**Task description**. Pick out every line in the records below that contains the word "police" and copy each one.
>> BEGIN Available records
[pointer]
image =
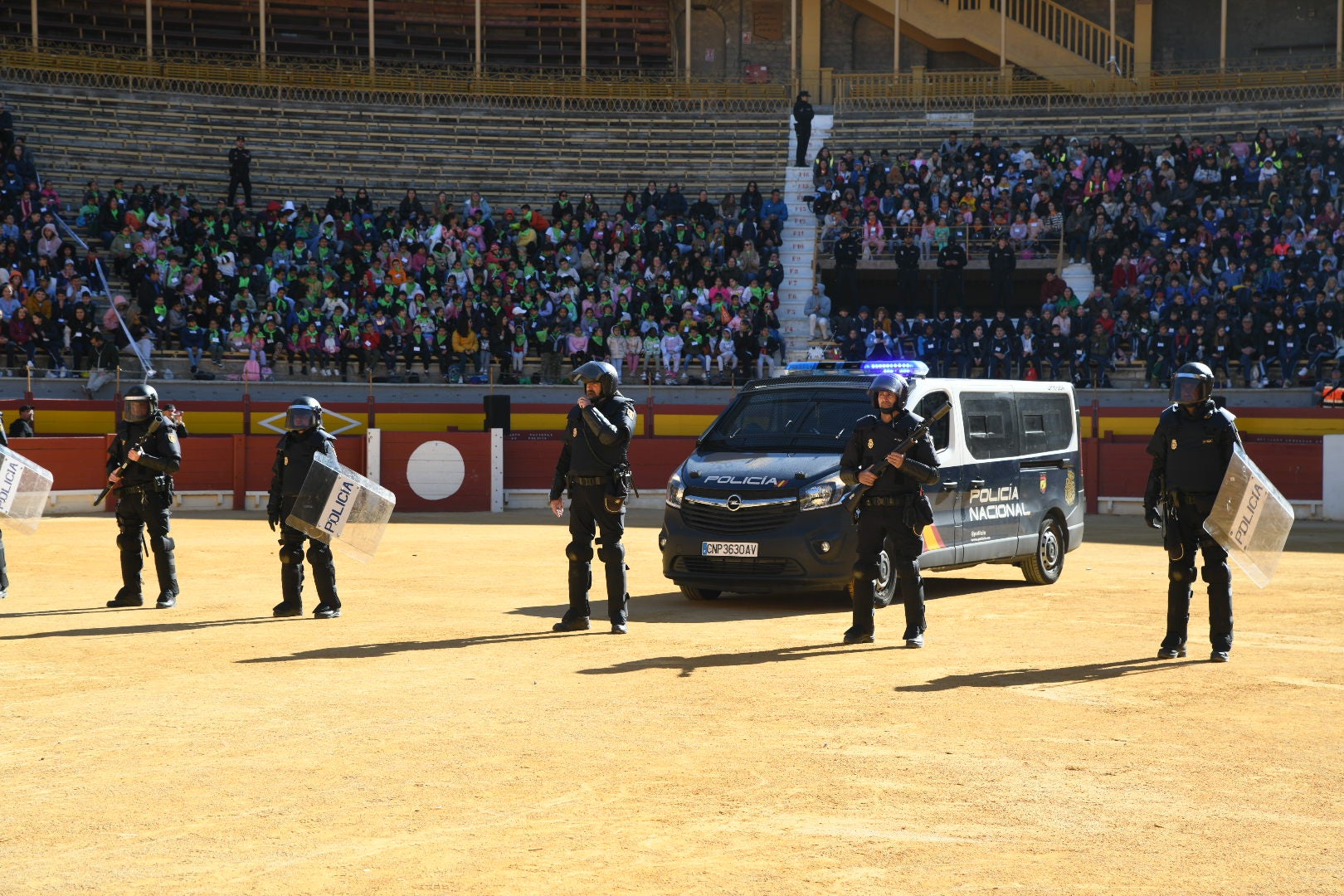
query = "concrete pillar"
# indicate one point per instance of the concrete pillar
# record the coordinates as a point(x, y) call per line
point(1142, 42)
point(810, 34)
point(1332, 477)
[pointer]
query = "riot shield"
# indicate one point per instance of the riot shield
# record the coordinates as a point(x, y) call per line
point(1250, 519)
point(23, 489)
point(342, 508)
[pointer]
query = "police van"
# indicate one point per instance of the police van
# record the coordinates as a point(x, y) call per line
point(760, 505)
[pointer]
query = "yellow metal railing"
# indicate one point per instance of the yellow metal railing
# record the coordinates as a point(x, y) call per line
point(247, 77)
point(1071, 32)
point(426, 85)
point(1081, 86)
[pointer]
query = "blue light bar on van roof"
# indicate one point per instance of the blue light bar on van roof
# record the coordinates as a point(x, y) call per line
point(905, 367)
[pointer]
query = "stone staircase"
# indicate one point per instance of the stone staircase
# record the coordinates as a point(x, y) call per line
point(799, 253)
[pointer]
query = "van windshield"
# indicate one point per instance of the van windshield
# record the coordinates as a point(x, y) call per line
point(788, 421)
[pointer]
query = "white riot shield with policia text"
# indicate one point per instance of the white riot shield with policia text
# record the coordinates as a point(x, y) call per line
point(1250, 519)
point(23, 489)
point(342, 508)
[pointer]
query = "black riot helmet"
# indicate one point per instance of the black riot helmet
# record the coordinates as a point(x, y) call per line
point(1192, 384)
point(140, 403)
point(303, 414)
point(598, 373)
point(893, 383)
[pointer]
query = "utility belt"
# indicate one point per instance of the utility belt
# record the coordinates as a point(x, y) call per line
point(156, 485)
point(1202, 501)
point(884, 500)
point(619, 485)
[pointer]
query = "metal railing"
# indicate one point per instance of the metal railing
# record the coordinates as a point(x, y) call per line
point(1071, 32)
point(407, 84)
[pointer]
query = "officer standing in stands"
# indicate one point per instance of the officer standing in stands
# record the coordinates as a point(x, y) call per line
point(303, 440)
point(802, 114)
point(893, 509)
point(847, 265)
point(141, 461)
point(596, 469)
point(1191, 448)
point(908, 273)
point(952, 261)
point(240, 173)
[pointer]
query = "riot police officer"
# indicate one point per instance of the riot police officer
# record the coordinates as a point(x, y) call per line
point(596, 469)
point(303, 440)
point(893, 511)
point(1191, 448)
point(141, 461)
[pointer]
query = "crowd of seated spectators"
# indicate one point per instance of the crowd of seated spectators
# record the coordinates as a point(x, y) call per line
point(663, 285)
point(1224, 251)
point(49, 314)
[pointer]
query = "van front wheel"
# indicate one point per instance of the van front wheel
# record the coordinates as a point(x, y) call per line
point(1047, 563)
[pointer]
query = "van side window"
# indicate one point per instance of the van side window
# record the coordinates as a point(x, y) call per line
point(1047, 422)
point(940, 431)
point(991, 425)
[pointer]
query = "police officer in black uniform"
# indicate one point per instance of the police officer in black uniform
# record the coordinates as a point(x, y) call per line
point(596, 469)
point(908, 273)
point(952, 261)
point(1191, 449)
point(847, 269)
point(893, 509)
point(303, 440)
point(140, 465)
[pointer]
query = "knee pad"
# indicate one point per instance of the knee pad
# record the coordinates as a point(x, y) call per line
point(866, 568)
point(906, 571)
point(1181, 572)
point(611, 553)
point(578, 551)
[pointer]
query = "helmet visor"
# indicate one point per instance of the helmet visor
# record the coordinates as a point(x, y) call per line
point(1188, 388)
point(300, 416)
point(134, 410)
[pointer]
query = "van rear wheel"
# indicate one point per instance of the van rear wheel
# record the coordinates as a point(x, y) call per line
point(1047, 563)
point(884, 586)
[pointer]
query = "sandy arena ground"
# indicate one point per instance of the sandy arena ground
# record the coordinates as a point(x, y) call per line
point(440, 738)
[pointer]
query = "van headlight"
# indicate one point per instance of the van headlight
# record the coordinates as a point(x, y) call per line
point(821, 494)
point(675, 490)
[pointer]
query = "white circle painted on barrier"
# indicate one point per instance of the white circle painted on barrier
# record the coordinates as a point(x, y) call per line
point(436, 470)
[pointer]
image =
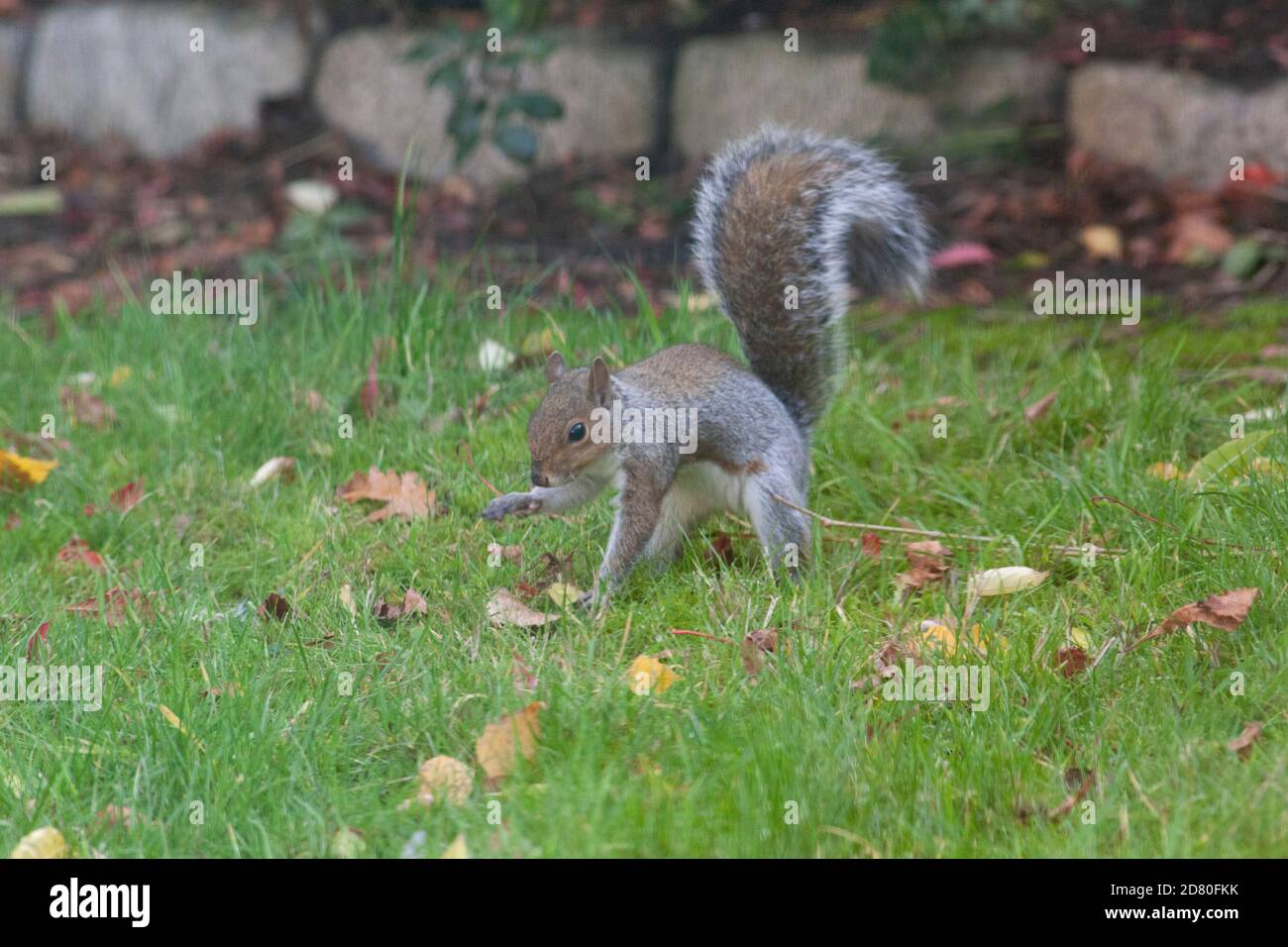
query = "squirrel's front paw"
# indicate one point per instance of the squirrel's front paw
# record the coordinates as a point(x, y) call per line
>> END Available records
**Written solution**.
query = "police van"
# indicate one point per instance of the police van
query = "riot police officer"
# indicate one point per instance of the riot police officer
query = "police officer in black uniform"
# indicate one point per instance of the police officer in black uniform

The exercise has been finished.